-- begin --

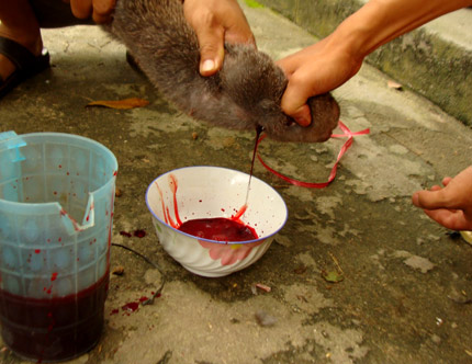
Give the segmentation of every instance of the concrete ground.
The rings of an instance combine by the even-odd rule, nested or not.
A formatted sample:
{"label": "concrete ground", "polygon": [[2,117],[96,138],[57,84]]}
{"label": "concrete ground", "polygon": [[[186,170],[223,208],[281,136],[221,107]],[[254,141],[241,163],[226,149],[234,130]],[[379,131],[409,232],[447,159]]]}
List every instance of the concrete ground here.
{"label": "concrete ground", "polygon": [[[244,7],[259,48],[273,58],[316,39],[266,8]],[[145,205],[147,185],[171,169],[223,166],[249,171],[252,133],[210,128],[180,114],[125,61],[99,29],[44,32],[53,67],[0,101],[0,132],[65,132],[109,147],[120,163],[113,242],[158,263],[161,297],[130,312],[161,276],[112,247],[105,329],[75,364],[470,363],[472,247],[429,220],[411,194],[470,164],[472,130],[366,65],[334,92],[358,136],[324,190],[289,185],[256,163],[285,200],[289,220],[265,257],[221,278],[187,272],[159,246]],[[95,100],[147,99],[131,111],[86,107]],[[344,140],[318,145],[266,139],[265,160],[311,182],[327,180]],[[143,238],[121,231],[143,229]],[[328,282],[325,273],[344,280]],[[270,292],[254,289],[260,283]],[[261,326],[256,314],[274,318]],[[2,344],[0,343],[2,346]],[[0,346],[0,348],[1,348]],[[7,348],[0,362],[23,361]]]}
{"label": "concrete ground", "polygon": [[[368,0],[259,0],[325,37]],[[380,47],[370,65],[472,126],[472,9],[440,16]]]}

-- end --

■ **Request**: Retype the material above word for word, leaving out the picture.

■ **Correct response**:
Give the segmentation of every instance of the concrete ground.
The rings of an instance combine by the even-odd rule, nested or not.
A formatted sample:
{"label": "concrete ground", "polygon": [[2,117],[96,138],[57,84]]}
{"label": "concrete ground", "polygon": [[[186,170],[223,208],[281,136],[221,107]],[[254,141],[241,163],[226,149],[234,130]],[[379,131],[409,232],[447,159]]]}
List every instance of the concrete ground here.
{"label": "concrete ground", "polygon": [[[244,7],[259,48],[273,58],[316,39],[266,8]],[[145,205],[147,185],[171,169],[223,166],[249,171],[252,133],[210,128],[180,114],[125,61],[99,29],[44,32],[53,67],[0,101],[0,132],[65,132],[109,147],[120,163],[113,242],[158,263],[161,297],[130,312],[161,276],[112,247],[105,329],[75,364],[470,363],[472,247],[429,220],[411,194],[470,164],[472,130],[366,65],[334,92],[358,136],[324,190],[289,185],[256,163],[285,200],[289,220],[265,257],[221,278],[187,272],[159,246]],[[95,100],[147,99],[131,111],[86,107]],[[344,140],[318,145],[266,139],[265,160],[311,182],[327,180]],[[143,238],[121,231],[143,229]],[[328,282],[325,273],[344,280]],[[270,292],[254,289],[260,283]],[[261,326],[256,314],[274,318]],[[2,344],[0,343],[2,346]],[[0,346],[0,348],[1,348]],[[7,348],[0,362],[23,361]]]}
{"label": "concrete ground", "polygon": [[[368,0],[259,0],[325,37]],[[380,47],[370,65],[472,126],[472,9],[440,16]]]}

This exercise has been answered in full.